Request 1 :: Can you write out the post about hating sin from "I’ve struggled, as" up to and including "easier to hate."?

start Document text

True Love

Due to an encouraging post (and life testimony) from a good friend I have been inspired to start Owen’s Of the Mortification of Sin in Believers. I could say a lot at this point, but what has hit me most recently is a comment he makes about “hating our sin as sin.”

I question myself: Hating my sin as sin, to feel the sinfulness of it, often evades me. Why? Why is it difficult for me to hate my sin, to triumph the glory of God’s promises in Christ over my sin? Why do I despise Christ, God-in-man-flesh, crucified for me? I see him on the cross, dying for my lusts, and still I revel in my debauchery. Why? Have I truly been raised, and made alive to God and dead to sin? Does sin dominate me? Why do I so love the dirt of the earth where I live? Why does God’s glory not entice me away from my enticements? The Spirit testifies to me, that I am converted, that I am alive, and in Christ and he in me. But stubbornly, sin indwells my members and does not treasure my Savior.

I’ve struggled, as anyone who knows me might testify, with two primary sins, two primary lusts — sexual lust and love of food.

By God’s grace the sexual lust has grown to be the lesser of these two evils, probably because it’s so much more obviously sin and because it makes Laura cry. Her tears pour like blood from the side of my crucified Savior — her reaction  makes me feel the sinfulness of it. Brings home the fact that he died because it’s so wretched. That makes it easier to hate.

end Document text
start Entries provided

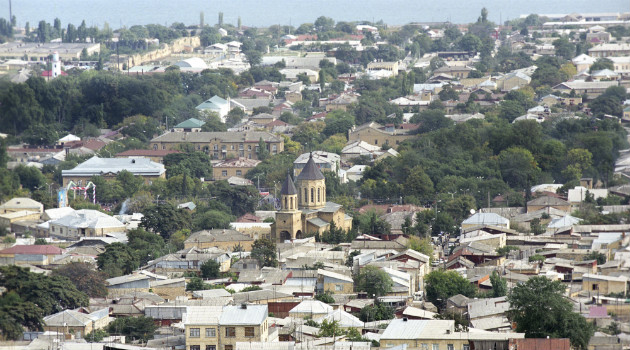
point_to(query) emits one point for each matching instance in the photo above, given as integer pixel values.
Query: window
(230, 332)
(194, 332)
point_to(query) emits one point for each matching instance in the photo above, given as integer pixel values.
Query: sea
(263, 13)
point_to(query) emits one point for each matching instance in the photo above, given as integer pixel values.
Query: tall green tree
(373, 281)
(264, 250)
(540, 309)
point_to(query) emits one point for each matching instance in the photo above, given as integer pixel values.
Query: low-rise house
(591, 88)
(109, 168)
(29, 255)
(601, 284)
(225, 239)
(545, 202)
(128, 284)
(189, 125)
(85, 223)
(20, 204)
(225, 169)
(378, 135)
(329, 281)
(155, 155)
(440, 334)
(221, 144)
(78, 322)
(484, 219)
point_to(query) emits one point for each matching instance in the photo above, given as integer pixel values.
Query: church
(304, 209)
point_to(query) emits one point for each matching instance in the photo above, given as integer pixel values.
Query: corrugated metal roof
(243, 315)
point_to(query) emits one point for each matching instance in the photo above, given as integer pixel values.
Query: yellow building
(304, 209)
(378, 135)
(224, 239)
(441, 335)
(233, 167)
(221, 145)
(602, 284)
(211, 329)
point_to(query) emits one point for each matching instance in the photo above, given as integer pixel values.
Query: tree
(376, 312)
(499, 285)
(441, 285)
(134, 328)
(118, 259)
(330, 329)
(422, 245)
(210, 269)
(539, 309)
(165, 219)
(84, 277)
(373, 281)
(262, 151)
(264, 250)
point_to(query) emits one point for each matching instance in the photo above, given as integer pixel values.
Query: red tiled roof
(48, 73)
(249, 218)
(146, 153)
(33, 250)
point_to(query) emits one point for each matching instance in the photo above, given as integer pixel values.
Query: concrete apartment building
(213, 328)
(223, 170)
(221, 145)
(378, 135)
(109, 168)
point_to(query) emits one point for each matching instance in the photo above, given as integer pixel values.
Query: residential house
(109, 168)
(85, 223)
(602, 284)
(155, 155)
(78, 322)
(440, 334)
(459, 72)
(583, 62)
(325, 161)
(334, 282)
(189, 125)
(225, 169)
(221, 144)
(29, 255)
(609, 50)
(378, 135)
(217, 105)
(225, 239)
(133, 283)
(545, 202)
(390, 67)
(483, 219)
(514, 80)
(211, 330)
(591, 88)
(18, 204)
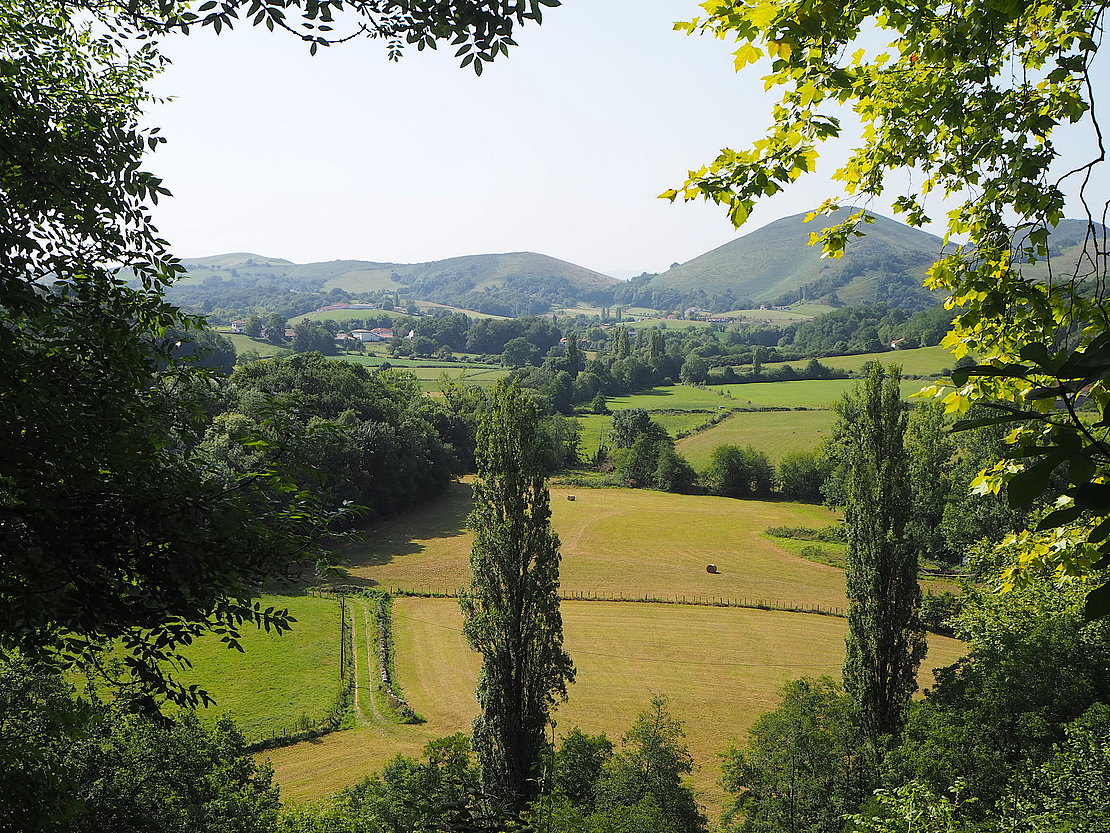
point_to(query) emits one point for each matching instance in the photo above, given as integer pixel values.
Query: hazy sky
(559, 149)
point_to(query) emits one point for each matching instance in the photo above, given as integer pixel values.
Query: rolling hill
(504, 284)
(776, 264)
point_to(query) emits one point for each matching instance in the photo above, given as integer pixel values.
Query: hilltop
(510, 283)
(776, 264)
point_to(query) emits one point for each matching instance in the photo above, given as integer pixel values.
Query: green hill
(776, 264)
(501, 284)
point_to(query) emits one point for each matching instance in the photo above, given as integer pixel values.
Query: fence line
(702, 601)
(305, 729)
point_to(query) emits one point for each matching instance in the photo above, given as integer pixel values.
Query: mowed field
(672, 398)
(719, 668)
(429, 371)
(617, 541)
(595, 428)
(776, 433)
(918, 361)
(244, 343)
(808, 393)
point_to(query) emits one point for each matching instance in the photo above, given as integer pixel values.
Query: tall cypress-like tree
(573, 355)
(886, 640)
(511, 608)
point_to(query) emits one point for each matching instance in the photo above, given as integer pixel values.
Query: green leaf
(1026, 487)
(1098, 602)
(1059, 518)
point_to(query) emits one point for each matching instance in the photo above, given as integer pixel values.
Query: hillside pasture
(615, 541)
(431, 307)
(343, 315)
(809, 393)
(429, 371)
(720, 669)
(363, 280)
(672, 398)
(595, 428)
(776, 317)
(918, 361)
(278, 679)
(244, 343)
(664, 323)
(776, 433)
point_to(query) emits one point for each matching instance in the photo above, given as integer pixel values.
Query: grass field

end Entries provided

Request 2 :: Which rows contain the string "green"? Pick out each one, counting only matches with the same case.

Full output 1 ::
I’ve struggled, as anyone who knows me might testify, with two primary sins, two primary lusts — sexual lust and love of food.

By God’s grace the sexual lust has grown to be the lesser of these two evils, probably because it’s so much more obviously sin and because it makes Laura cry. Her tears pour like blood from the side of my crucified Savior — her reaction  makes me feel the sinfulness of it. Brings home the fact that he died because it’s so wretched. That makes it easier to hate.

Full output 2 ::
Query: tall green tree
Query: green hill
Query: green leaf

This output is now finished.